Pick out each line below that contains the string "patio" and copy it in full.

Dataset excerpts on object pointing

=-=-=

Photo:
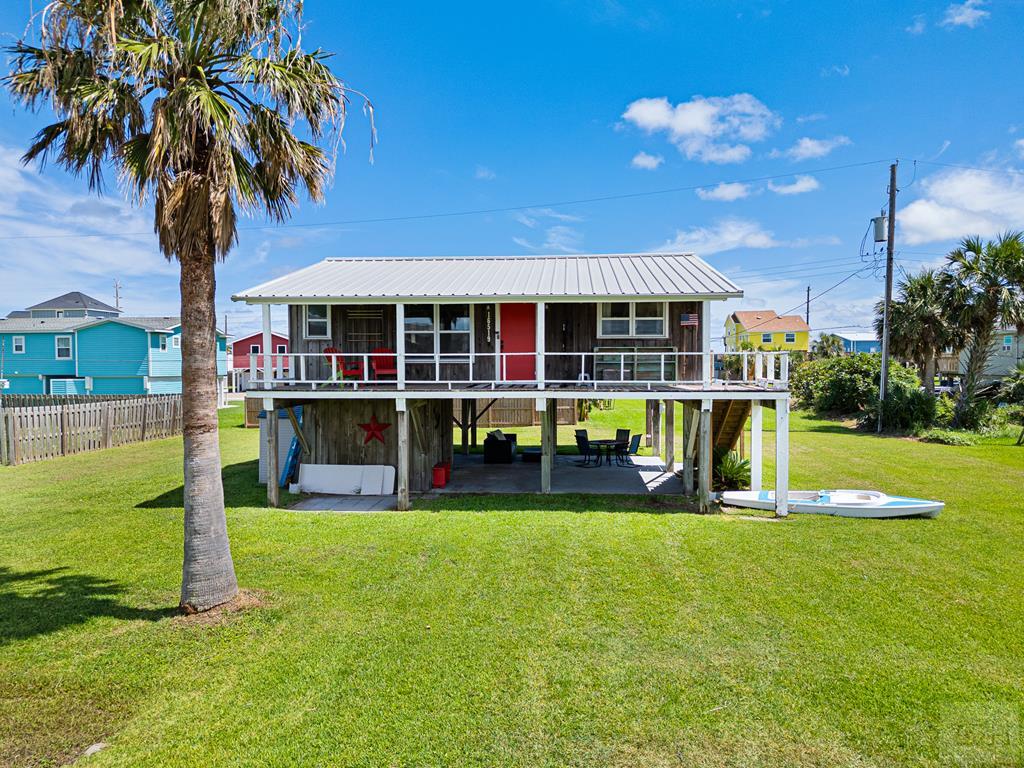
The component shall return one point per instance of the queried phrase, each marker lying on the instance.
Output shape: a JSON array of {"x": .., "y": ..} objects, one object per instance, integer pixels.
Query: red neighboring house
[{"x": 245, "y": 347}]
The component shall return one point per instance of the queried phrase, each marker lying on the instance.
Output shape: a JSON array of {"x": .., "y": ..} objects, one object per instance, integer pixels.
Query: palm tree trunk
[
  {"x": 978, "y": 353},
  {"x": 207, "y": 572}
]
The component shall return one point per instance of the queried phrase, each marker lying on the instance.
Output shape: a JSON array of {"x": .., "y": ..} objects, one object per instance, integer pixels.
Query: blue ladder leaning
[{"x": 292, "y": 461}]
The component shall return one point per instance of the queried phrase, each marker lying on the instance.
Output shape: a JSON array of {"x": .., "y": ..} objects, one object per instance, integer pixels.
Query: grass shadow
[
  {"x": 648, "y": 504},
  {"x": 38, "y": 602},
  {"x": 241, "y": 489}
]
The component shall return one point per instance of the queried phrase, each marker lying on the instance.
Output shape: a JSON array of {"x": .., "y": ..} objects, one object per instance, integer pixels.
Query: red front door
[{"x": 518, "y": 335}]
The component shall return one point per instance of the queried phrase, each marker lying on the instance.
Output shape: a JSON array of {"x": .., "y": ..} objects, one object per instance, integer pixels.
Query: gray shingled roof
[
  {"x": 544, "y": 278},
  {"x": 75, "y": 300}
]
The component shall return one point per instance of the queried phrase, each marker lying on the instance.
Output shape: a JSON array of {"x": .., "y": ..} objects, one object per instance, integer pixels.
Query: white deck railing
[{"x": 597, "y": 371}]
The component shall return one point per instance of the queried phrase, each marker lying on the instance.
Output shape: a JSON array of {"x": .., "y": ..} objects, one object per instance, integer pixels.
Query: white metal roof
[{"x": 564, "y": 278}]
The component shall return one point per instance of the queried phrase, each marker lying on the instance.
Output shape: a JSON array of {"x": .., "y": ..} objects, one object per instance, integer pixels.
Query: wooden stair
[{"x": 728, "y": 418}]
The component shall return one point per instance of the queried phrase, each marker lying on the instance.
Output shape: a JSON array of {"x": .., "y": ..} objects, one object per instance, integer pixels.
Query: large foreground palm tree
[
  {"x": 198, "y": 105},
  {"x": 920, "y": 327},
  {"x": 980, "y": 293}
]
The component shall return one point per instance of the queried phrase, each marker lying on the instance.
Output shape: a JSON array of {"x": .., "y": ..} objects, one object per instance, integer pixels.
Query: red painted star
[{"x": 375, "y": 430}]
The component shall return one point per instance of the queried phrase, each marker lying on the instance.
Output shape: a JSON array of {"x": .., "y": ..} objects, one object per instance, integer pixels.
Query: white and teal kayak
[{"x": 843, "y": 503}]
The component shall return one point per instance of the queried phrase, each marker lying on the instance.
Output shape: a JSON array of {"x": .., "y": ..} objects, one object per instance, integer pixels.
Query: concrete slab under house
[{"x": 386, "y": 354}]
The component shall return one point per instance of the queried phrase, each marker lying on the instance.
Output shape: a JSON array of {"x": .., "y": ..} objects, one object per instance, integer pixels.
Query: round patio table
[{"x": 608, "y": 444}]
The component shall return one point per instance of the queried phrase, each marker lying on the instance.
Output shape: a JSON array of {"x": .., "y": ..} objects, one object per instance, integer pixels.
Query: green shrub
[
  {"x": 948, "y": 436},
  {"x": 945, "y": 408},
  {"x": 907, "y": 408},
  {"x": 729, "y": 472},
  {"x": 846, "y": 385}
]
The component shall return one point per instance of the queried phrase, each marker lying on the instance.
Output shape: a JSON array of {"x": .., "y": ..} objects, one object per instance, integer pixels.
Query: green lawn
[{"x": 519, "y": 633}]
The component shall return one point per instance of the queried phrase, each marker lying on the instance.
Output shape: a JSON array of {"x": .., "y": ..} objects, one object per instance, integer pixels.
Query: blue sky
[{"x": 487, "y": 105}]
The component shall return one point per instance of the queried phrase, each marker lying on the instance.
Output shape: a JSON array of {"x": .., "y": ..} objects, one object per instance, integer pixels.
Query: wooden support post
[
  {"x": 546, "y": 453},
  {"x": 403, "y": 456},
  {"x": 782, "y": 458},
  {"x": 688, "y": 444},
  {"x": 648, "y": 425},
  {"x": 705, "y": 458},
  {"x": 267, "y": 346},
  {"x": 670, "y": 435},
  {"x": 757, "y": 417},
  {"x": 467, "y": 414},
  {"x": 655, "y": 432},
  {"x": 272, "y": 470}
]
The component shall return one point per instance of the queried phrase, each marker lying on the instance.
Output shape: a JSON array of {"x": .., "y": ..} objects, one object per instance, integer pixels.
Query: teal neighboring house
[{"x": 74, "y": 344}]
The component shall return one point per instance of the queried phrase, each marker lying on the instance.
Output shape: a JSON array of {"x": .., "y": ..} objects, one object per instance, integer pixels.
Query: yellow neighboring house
[{"x": 763, "y": 329}]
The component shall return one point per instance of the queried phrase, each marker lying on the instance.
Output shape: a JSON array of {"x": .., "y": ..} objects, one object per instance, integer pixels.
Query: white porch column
[
  {"x": 782, "y": 457},
  {"x": 402, "y": 473},
  {"x": 540, "y": 345},
  {"x": 707, "y": 364},
  {"x": 705, "y": 458},
  {"x": 267, "y": 346},
  {"x": 757, "y": 416},
  {"x": 670, "y": 435},
  {"x": 399, "y": 343},
  {"x": 547, "y": 411}
]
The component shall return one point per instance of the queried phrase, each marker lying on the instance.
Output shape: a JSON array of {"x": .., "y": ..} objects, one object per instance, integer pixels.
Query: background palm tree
[
  {"x": 196, "y": 104},
  {"x": 980, "y": 291},
  {"x": 920, "y": 325},
  {"x": 827, "y": 345}
]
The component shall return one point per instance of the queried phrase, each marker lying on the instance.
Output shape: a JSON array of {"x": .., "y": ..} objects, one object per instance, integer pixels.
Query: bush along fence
[{"x": 38, "y": 427}]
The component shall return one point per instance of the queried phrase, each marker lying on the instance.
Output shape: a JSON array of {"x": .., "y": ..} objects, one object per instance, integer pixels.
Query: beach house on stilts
[{"x": 388, "y": 355}]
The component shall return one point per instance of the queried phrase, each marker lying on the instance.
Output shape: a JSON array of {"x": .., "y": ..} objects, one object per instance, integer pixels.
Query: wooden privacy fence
[{"x": 30, "y": 433}]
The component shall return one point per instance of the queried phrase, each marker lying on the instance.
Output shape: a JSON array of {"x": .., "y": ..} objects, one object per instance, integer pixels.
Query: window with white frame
[
  {"x": 62, "y": 347},
  {"x": 632, "y": 318},
  {"x": 441, "y": 328},
  {"x": 317, "y": 322}
]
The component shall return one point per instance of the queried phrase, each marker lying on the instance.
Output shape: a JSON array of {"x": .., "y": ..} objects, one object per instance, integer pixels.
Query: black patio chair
[
  {"x": 590, "y": 457},
  {"x": 625, "y": 454}
]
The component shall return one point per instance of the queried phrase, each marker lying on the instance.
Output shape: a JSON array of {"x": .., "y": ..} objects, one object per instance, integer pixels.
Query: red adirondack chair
[
  {"x": 384, "y": 363},
  {"x": 344, "y": 368}
]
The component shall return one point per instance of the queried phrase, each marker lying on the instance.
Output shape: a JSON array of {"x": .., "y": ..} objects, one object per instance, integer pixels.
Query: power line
[{"x": 481, "y": 211}]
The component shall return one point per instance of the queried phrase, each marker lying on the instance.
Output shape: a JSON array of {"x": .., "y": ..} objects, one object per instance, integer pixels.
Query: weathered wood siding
[{"x": 332, "y": 428}]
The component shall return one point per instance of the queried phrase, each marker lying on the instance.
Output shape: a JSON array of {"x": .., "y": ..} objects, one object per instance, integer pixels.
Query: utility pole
[{"x": 890, "y": 247}]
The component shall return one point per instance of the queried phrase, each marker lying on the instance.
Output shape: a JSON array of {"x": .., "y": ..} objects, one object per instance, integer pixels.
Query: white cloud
[
  {"x": 808, "y": 148},
  {"x": 58, "y": 241},
  {"x": 918, "y": 26},
  {"x": 837, "y": 70},
  {"x": 963, "y": 202},
  {"x": 717, "y": 129},
  {"x": 969, "y": 13},
  {"x": 725, "y": 235},
  {"x": 645, "y": 161},
  {"x": 799, "y": 185},
  {"x": 725, "y": 192},
  {"x": 558, "y": 238}
]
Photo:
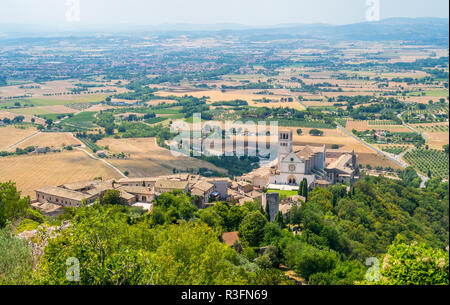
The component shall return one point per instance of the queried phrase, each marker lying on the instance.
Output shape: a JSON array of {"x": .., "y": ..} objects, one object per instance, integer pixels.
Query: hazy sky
[{"x": 249, "y": 12}]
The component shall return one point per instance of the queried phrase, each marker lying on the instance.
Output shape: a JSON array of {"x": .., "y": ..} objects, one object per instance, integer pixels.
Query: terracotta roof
[
  {"x": 340, "y": 164},
  {"x": 171, "y": 184},
  {"x": 136, "y": 190},
  {"x": 47, "y": 207},
  {"x": 80, "y": 185},
  {"x": 230, "y": 238},
  {"x": 203, "y": 186},
  {"x": 64, "y": 193},
  {"x": 126, "y": 196}
]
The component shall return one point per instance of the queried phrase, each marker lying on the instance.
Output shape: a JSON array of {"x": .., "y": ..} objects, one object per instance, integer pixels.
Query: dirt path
[
  {"x": 22, "y": 141},
  {"x": 99, "y": 159}
]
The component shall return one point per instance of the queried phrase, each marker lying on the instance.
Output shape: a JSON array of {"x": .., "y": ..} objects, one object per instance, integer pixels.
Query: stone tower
[
  {"x": 285, "y": 139},
  {"x": 273, "y": 200}
]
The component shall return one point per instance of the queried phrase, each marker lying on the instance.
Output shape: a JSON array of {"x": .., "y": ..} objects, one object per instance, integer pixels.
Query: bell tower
[{"x": 285, "y": 139}]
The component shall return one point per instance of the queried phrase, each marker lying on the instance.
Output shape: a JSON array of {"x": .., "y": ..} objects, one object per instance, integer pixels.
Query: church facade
[{"x": 311, "y": 163}]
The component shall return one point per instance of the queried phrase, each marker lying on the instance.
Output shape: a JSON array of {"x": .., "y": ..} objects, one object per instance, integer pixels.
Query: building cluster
[
  {"x": 133, "y": 191},
  {"x": 315, "y": 164}
]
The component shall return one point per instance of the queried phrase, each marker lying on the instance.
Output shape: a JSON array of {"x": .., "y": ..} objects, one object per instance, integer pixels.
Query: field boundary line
[
  {"x": 23, "y": 141},
  {"x": 104, "y": 161}
]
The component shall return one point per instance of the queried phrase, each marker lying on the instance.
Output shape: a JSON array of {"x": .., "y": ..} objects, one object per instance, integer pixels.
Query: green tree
[
  {"x": 251, "y": 229},
  {"x": 112, "y": 197},
  {"x": 16, "y": 261},
  {"x": 414, "y": 264},
  {"x": 12, "y": 207}
]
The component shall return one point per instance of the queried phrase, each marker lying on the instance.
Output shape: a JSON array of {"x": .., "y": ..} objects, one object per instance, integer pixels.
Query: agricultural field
[
  {"x": 82, "y": 120},
  {"x": 27, "y": 118},
  {"x": 376, "y": 125},
  {"x": 437, "y": 134},
  {"x": 10, "y": 135},
  {"x": 52, "y": 140},
  {"x": 148, "y": 159},
  {"x": 34, "y": 171},
  {"x": 434, "y": 161},
  {"x": 394, "y": 149}
]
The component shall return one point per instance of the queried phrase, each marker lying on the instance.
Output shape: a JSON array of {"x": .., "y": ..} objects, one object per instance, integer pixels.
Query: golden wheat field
[
  {"x": 52, "y": 140},
  {"x": 10, "y": 135},
  {"x": 148, "y": 159},
  {"x": 34, "y": 171}
]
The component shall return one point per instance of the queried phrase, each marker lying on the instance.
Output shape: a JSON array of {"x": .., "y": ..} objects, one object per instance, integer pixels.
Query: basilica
[{"x": 312, "y": 163}]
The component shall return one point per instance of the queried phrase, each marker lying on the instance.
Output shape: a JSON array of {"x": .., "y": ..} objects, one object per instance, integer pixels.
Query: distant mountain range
[{"x": 432, "y": 30}]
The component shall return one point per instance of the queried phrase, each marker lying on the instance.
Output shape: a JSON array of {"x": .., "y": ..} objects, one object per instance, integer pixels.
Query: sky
[{"x": 246, "y": 12}]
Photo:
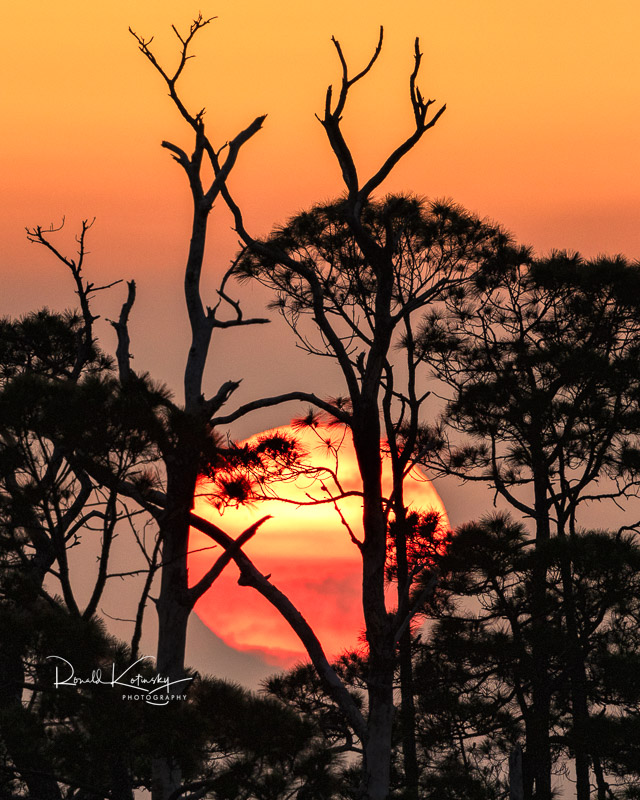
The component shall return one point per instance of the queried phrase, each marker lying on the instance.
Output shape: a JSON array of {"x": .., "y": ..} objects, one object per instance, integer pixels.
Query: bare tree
[{"x": 361, "y": 271}]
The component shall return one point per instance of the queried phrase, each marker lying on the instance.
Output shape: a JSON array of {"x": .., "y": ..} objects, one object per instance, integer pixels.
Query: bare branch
[
  {"x": 205, "y": 583},
  {"x": 267, "y": 402},
  {"x": 123, "y": 355},
  {"x": 251, "y": 576}
]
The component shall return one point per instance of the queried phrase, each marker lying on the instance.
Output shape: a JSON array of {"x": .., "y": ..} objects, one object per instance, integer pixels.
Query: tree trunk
[
  {"x": 539, "y": 754},
  {"x": 174, "y": 604},
  {"x": 516, "y": 775},
  {"x": 578, "y": 679}
]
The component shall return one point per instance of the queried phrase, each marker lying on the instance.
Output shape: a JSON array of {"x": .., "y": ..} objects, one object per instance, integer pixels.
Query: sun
[{"x": 306, "y": 547}]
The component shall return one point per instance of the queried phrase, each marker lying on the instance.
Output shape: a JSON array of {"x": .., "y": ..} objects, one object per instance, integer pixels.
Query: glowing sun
[{"x": 308, "y": 551}]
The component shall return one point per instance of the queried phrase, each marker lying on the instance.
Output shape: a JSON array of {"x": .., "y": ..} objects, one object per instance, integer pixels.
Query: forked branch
[{"x": 333, "y": 117}]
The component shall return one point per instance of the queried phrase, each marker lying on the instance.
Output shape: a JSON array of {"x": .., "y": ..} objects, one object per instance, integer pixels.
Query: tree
[
  {"x": 50, "y": 367},
  {"x": 387, "y": 295},
  {"x": 362, "y": 283},
  {"x": 540, "y": 366}
]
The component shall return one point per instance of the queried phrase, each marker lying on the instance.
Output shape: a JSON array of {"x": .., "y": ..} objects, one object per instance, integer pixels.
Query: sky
[{"x": 540, "y": 134}]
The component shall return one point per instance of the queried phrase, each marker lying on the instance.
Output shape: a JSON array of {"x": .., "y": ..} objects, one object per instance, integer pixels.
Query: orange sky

=-=-=

▶ [Solution to this exercise]:
Query: round patio table
Query: black patio chair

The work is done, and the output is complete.